■ **Source excerpt**:
════════

But the cool thing is, as Yang Lu shows here, you can build that network right now by doing exactly the same as our previous lesson, but your custom head is one that spits out a single number which is how much to rotate by, and your dataset has a dependent variable which is how much did you rotate by.

So you suddenly realize with this idea of a backbone plus a custom head, you can do almost anything you can think about. So today we're going to look at the same idea and say, okay, how does that apply to NLP? And then in the next lesson, we're going to go further and say, well, if NLP and computer vision kind of let you do the same basic ideas, how do we combine them two?

And we're going to learn about a model that can actually learn to find word structures from images, or images from word structures, or images from images. And that will form the basis, if you wanted to go further, of doing things like going from an image to a sentence, it's called image captioning, or going from a sentence to an image, which will start to do a phrased image.

And so from there, we're going to go deeper then into computer vision to think about what other kinds of things we can do with this idea of a pre-trained network plus a custom head. And so we'll look at various kinds of image enhancement, like increasing the resolution of a low-res photo to guess what was missing, or adding artistic filters on top of photos, or changing photos of forces into photos of zebras and stuff like that.

════════

■ **Stored data**:
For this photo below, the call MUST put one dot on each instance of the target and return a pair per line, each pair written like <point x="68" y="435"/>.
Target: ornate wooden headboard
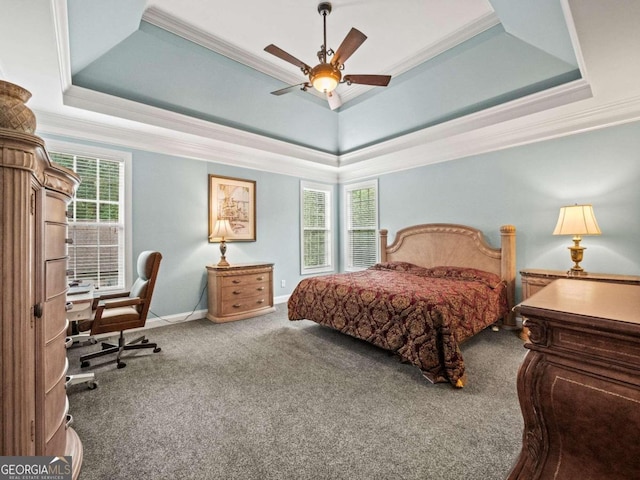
<point x="444" y="244"/>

════════

The lecture transcript above describes a model that can learn to find things from other things. List every such pairing it names.

■ **Answer to the problem**:
- word structures from images
- images from word structures
- images from images